▶ **Exercise aim**: Please give the rows again, starting at the row that contains "of the wooden" and ending at the row that contains "of the green", swapping "phrase" for "caption" and leaving everything else unchanged.

▶ **Input rows**:
-- Start --
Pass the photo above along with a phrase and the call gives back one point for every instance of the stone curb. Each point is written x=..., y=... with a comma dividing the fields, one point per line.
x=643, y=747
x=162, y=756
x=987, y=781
-- End --
-- Start --
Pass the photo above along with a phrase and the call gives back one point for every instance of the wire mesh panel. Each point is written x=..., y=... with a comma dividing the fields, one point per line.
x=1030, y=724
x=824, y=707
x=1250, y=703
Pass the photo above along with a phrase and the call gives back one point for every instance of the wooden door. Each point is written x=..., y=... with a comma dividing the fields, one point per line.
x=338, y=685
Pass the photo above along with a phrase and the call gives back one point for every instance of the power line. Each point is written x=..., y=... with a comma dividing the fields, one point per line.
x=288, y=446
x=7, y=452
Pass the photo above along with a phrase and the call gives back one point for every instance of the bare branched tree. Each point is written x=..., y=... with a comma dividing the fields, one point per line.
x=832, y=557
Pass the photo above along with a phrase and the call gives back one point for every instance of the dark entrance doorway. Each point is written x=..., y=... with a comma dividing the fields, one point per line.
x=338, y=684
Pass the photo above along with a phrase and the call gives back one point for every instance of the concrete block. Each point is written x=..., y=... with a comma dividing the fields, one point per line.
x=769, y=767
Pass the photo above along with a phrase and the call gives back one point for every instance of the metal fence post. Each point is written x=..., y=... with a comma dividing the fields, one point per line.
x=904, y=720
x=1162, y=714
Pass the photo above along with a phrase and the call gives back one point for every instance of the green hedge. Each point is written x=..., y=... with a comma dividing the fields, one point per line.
-- End --
▶ **Solved exercise**:
Pass the photo above along with a caption and the call gives back one point for every instance of the wooden door. Each point is written x=..., y=... with a comma dividing the fields, one point per line.
x=338, y=685
Pass the photo above along with a caption and the call gives back one point for every instance of the power line. Each point is written x=..., y=... with a comma dividing the fields, one point per line.
x=288, y=446
x=7, y=452
Pass the photo above along with a caption and the call gives back one point for every instance of the bare branched tree. Each point is written x=..., y=... with a comma dividing the fields, one point per line.
x=832, y=557
Pass the photo above along with a caption and the call gives back one point for every instance of the dark entrance doorway. Each point is written x=..., y=... with a comma dividing the fields, one point per line.
x=338, y=684
Pass the photo above along with a caption and the call gives back one point for every instance of the concrete block. Each point is written x=..., y=... with a comma dividing the fields, one point per line.
x=769, y=767
Pass the photo above along with a caption and the call gives back one point for every instance of the metal fence post. Each point is written x=..., y=... with a comma dividing the fields, one point per line.
x=904, y=720
x=1162, y=714
Pass the photo above along with a caption and the call gives back one point for every instance of the green hedge. Each point is written x=..., y=... with a comma dividing the fields, one point per line.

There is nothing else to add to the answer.